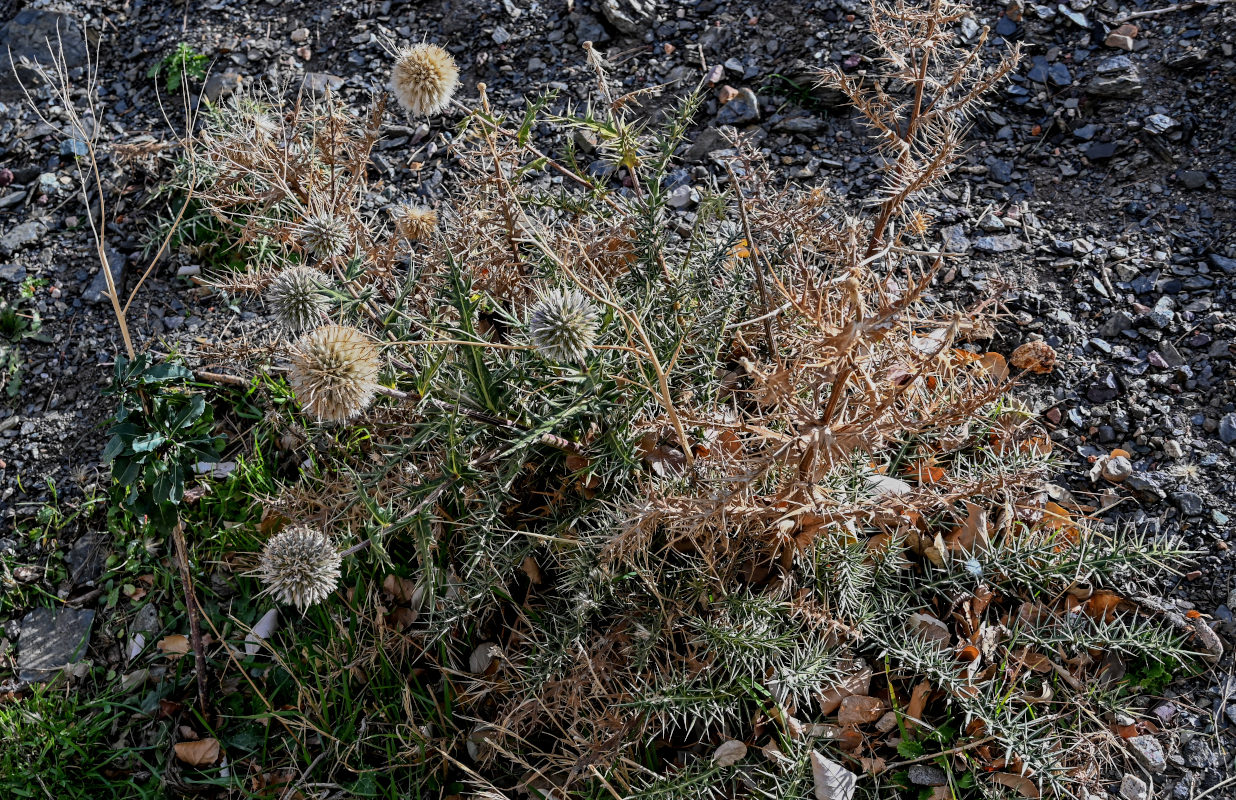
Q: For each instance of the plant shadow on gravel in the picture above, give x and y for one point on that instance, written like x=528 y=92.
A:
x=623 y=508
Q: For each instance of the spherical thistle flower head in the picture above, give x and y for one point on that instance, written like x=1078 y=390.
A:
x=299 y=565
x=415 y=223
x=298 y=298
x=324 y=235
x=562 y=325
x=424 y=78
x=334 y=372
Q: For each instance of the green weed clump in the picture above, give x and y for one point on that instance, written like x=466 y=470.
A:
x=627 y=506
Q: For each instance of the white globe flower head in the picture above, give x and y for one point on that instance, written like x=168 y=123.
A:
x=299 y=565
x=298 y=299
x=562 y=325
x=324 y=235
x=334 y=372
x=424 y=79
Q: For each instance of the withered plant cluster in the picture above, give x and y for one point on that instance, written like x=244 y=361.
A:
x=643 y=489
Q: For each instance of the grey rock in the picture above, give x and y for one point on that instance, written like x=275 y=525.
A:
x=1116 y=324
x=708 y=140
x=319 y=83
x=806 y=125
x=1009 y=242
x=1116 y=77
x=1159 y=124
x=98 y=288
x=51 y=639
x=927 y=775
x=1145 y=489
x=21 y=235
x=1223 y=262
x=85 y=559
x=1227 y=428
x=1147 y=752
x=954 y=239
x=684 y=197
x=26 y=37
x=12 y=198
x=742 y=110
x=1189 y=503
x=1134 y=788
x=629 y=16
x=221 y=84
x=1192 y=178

◆ ◆ ◆ ◆ ◆

Everything from the line with "Q: For each instance of the grey" to the end of the listing above needs to be duplicated exactly, both end lines included, with nothing more.

Q: For each instance of the grey rock in the picture above, give x and y for one point on that instance, written like x=275 y=525.
A:
x=1116 y=324
x=708 y=140
x=319 y=83
x=806 y=125
x=1009 y=242
x=1116 y=77
x=1159 y=124
x=98 y=288
x=51 y=639
x=927 y=775
x=1145 y=489
x=21 y=235
x=1223 y=262
x=85 y=559
x=1227 y=428
x=1147 y=752
x=954 y=239
x=684 y=197
x=26 y=37
x=12 y=198
x=742 y=110
x=1189 y=503
x=1134 y=788
x=629 y=16
x=221 y=84
x=1192 y=178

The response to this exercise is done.